■ What you need to do ■
Change every "instance" in the data below to "occurrence", leaving everything else as it is. Leave the pictures out of your answer.

--- Exercise materials ---

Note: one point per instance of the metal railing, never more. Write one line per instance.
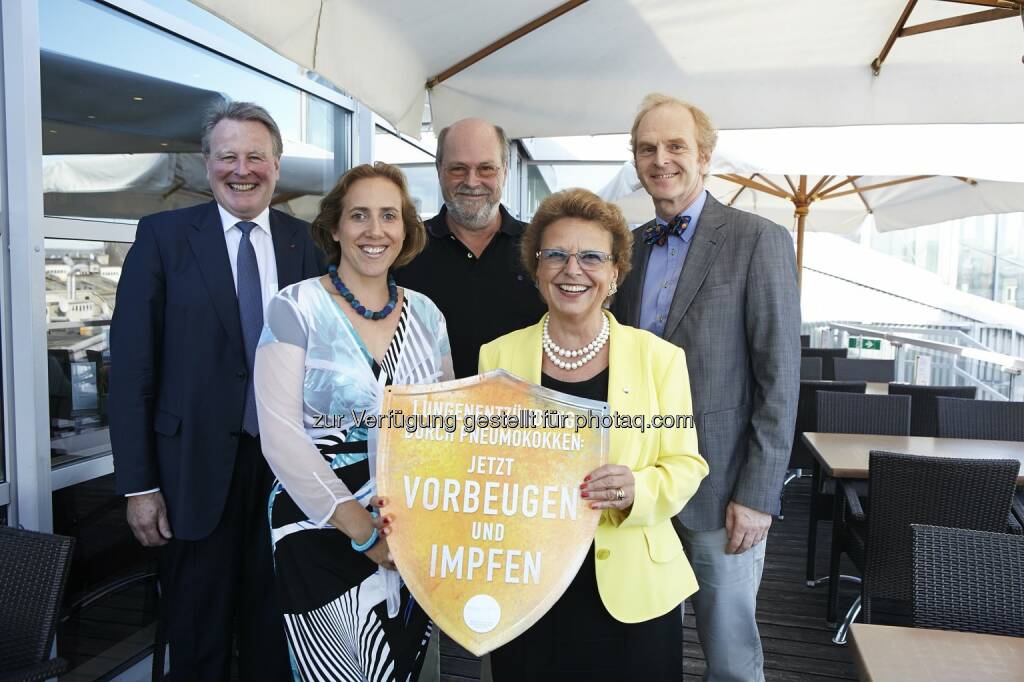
(961, 358)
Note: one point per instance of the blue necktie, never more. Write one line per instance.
(251, 315)
(658, 233)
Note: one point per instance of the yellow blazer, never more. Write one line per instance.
(641, 569)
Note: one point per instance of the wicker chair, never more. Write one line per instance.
(924, 418)
(34, 570)
(826, 355)
(856, 369)
(810, 369)
(801, 459)
(969, 581)
(988, 420)
(957, 493)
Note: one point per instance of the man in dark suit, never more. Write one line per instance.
(722, 285)
(183, 426)
(471, 267)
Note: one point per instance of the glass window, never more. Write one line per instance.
(979, 232)
(111, 600)
(121, 136)
(976, 272)
(81, 283)
(1010, 289)
(418, 167)
(545, 179)
(918, 246)
(1012, 237)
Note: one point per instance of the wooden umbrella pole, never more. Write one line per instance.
(802, 210)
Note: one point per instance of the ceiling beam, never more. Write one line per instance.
(963, 19)
(753, 184)
(879, 185)
(877, 65)
(502, 42)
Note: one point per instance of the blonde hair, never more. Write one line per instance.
(331, 209)
(707, 135)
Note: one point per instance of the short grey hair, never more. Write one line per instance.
(241, 111)
(503, 141)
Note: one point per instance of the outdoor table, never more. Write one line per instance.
(886, 652)
(845, 455)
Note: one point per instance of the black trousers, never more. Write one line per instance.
(223, 584)
(579, 640)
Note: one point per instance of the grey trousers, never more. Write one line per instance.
(725, 604)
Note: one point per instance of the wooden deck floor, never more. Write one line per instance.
(797, 641)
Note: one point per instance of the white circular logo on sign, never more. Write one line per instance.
(481, 613)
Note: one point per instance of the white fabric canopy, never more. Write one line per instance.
(898, 207)
(759, 64)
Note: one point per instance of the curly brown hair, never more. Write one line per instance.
(332, 206)
(583, 205)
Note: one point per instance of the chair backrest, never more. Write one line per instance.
(810, 368)
(807, 411)
(968, 580)
(955, 493)
(33, 573)
(858, 369)
(854, 413)
(989, 420)
(826, 355)
(924, 418)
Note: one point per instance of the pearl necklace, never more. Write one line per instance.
(586, 354)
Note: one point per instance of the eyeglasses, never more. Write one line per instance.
(460, 171)
(588, 260)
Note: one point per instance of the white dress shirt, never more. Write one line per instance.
(262, 244)
(265, 259)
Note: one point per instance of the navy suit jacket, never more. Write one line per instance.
(178, 372)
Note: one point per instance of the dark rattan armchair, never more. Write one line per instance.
(34, 570)
(987, 420)
(956, 493)
(969, 581)
(924, 419)
(826, 355)
(858, 369)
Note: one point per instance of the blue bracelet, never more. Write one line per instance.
(371, 541)
(374, 537)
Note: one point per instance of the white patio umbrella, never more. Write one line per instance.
(128, 185)
(544, 68)
(895, 176)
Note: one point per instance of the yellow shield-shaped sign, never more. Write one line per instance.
(482, 478)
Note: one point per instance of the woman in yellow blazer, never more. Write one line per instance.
(621, 617)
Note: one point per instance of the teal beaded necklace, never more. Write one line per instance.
(392, 290)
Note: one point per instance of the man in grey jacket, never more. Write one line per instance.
(721, 284)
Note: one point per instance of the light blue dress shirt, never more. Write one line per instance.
(665, 263)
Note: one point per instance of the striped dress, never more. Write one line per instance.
(313, 378)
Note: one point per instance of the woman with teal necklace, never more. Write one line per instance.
(330, 346)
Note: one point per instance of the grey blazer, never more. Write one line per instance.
(736, 313)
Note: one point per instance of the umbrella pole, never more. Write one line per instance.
(802, 210)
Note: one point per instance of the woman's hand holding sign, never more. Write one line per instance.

---

■ Output below ■
Note: one point per occurrence of the metal railing, never more. Write one line per occurrence.
(961, 358)
Note: one point per occurrence of the blue necktie, never more. Write one line per occurrence.
(251, 315)
(658, 233)
Note: one point per occurrence of the yellow blazer, never more. Write one line per occurrence.
(641, 569)
Note: one point per occurrence of the wicker chair, never more. Write one line per occurrence.
(924, 418)
(34, 570)
(826, 355)
(856, 369)
(810, 369)
(801, 459)
(969, 581)
(988, 420)
(957, 493)
Note: one point per occurrence of the man in dark suit, never more. Write one line per occurrence.
(722, 285)
(183, 426)
(471, 267)
Note: one point per occurrence of the glass window, never more. Write one line per occurrence.
(979, 232)
(111, 600)
(121, 136)
(976, 272)
(81, 283)
(1010, 289)
(418, 167)
(545, 179)
(918, 246)
(1012, 237)
Note: one point per occurrence of the wooden umbrella pole, never more. Write one line per occurrence.
(802, 210)
Note: one point per occurrence of the ceiling beam, never more. Write one line per occurrence.
(963, 19)
(753, 184)
(879, 185)
(877, 65)
(502, 42)
Note: one point per occurrence of the blonde hair, never more. Write one line per occurrence.
(331, 209)
(707, 135)
Note: one point per occurrence of the short grey hair, never more. Write one line per occurrence.
(241, 111)
(503, 141)
Note: one point per occurrence of the outdoor table, never more. Write one line per occurrence.
(886, 652)
(845, 455)
Note: one point per occurrence of the black trousers, never more. Write one line per occurrence.
(223, 584)
(579, 640)
Note: one point per occurrence of the grey trousers, never more. Write one line per occurrence.
(725, 604)
Note: one point per occurrence of the wooden deck floor, never more. Write one line per occurrence.
(797, 641)
Note: one point per occurrence of the white circular logo on sign, never more. Write one line per occurrence.
(481, 613)
Note: one point per occurrence of the white fabric canopy, never more. Write one line per occurrence.
(898, 207)
(759, 64)
Note: one point per occurrence of the curly brown hair, never more. Write one line per occurrence.
(332, 206)
(583, 205)
Note: one point per occurrence of the chair backrest, never more. Write one line per occurrence.
(810, 368)
(807, 411)
(968, 580)
(955, 493)
(33, 573)
(858, 369)
(854, 413)
(989, 420)
(826, 355)
(924, 418)
Note: one point per occurrence of the pearl necklace, never more. Write one line per occurrence.
(586, 354)
Note: one point per occurrence of the eyeglasses, never more. Write one line per occurrence.
(460, 171)
(588, 260)
Note: one point per occurrence of the white dress shirt, never more. Write one line per occurrence.
(262, 244)
(265, 259)
Note: one point per occurrence of the navy suit jacket, never more. Write one line per occurrence.
(178, 372)
Note: one point per occurrence of the dark rattan armchair, never more. Write one line per occurrence.
(34, 570)
(987, 420)
(956, 493)
(969, 581)
(924, 419)
(826, 355)
(858, 369)
Note: one point per occurrence of the blue bracelet, never more. Write one line per occurrence.
(371, 541)
(374, 537)
Note: one point per occurrence of the white patio umbrella, never more. Write one line per occurrence.
(128, 185)
(544, 68)
(895, 176)
Note: one point per occurrence of the yellow shield-shaped sign, never more. Write one line per occurrence.
(482, 478)
Note: one point per occurrence of the woman in yellow blazer, never more. Write one line per occurrence.
(621, 617)
Note: one point per occurrence of the teal beaded necklace, never more. Write one line per occurrence.
(392, 290)
Note: one point per occurrence of the man in grey jacket, never more. Write one line per occurrence.
(721, 284)
Note: one point per occurrence of the light blue dress shirt, never more. Write one line per occurrence.
(665, 263)
Note: one point per occurrence of the striped dress, never more. Write one line per occurrence.
(313, 378)
Note: one point per occurrence of the woman with teal necklace, never more. Write one line per occurrence.
(330, 346)
Note: one point per occurrence of the grey blazer, never more. Write one line per occurrence.
(736, 313)
Note: one point per occurrence of the umbrella pole, never more. Write one line per occurrence.
(802, 210)
Note: one point per occurrence of the woman's hand holding sign, never more. Write one line per occurrence.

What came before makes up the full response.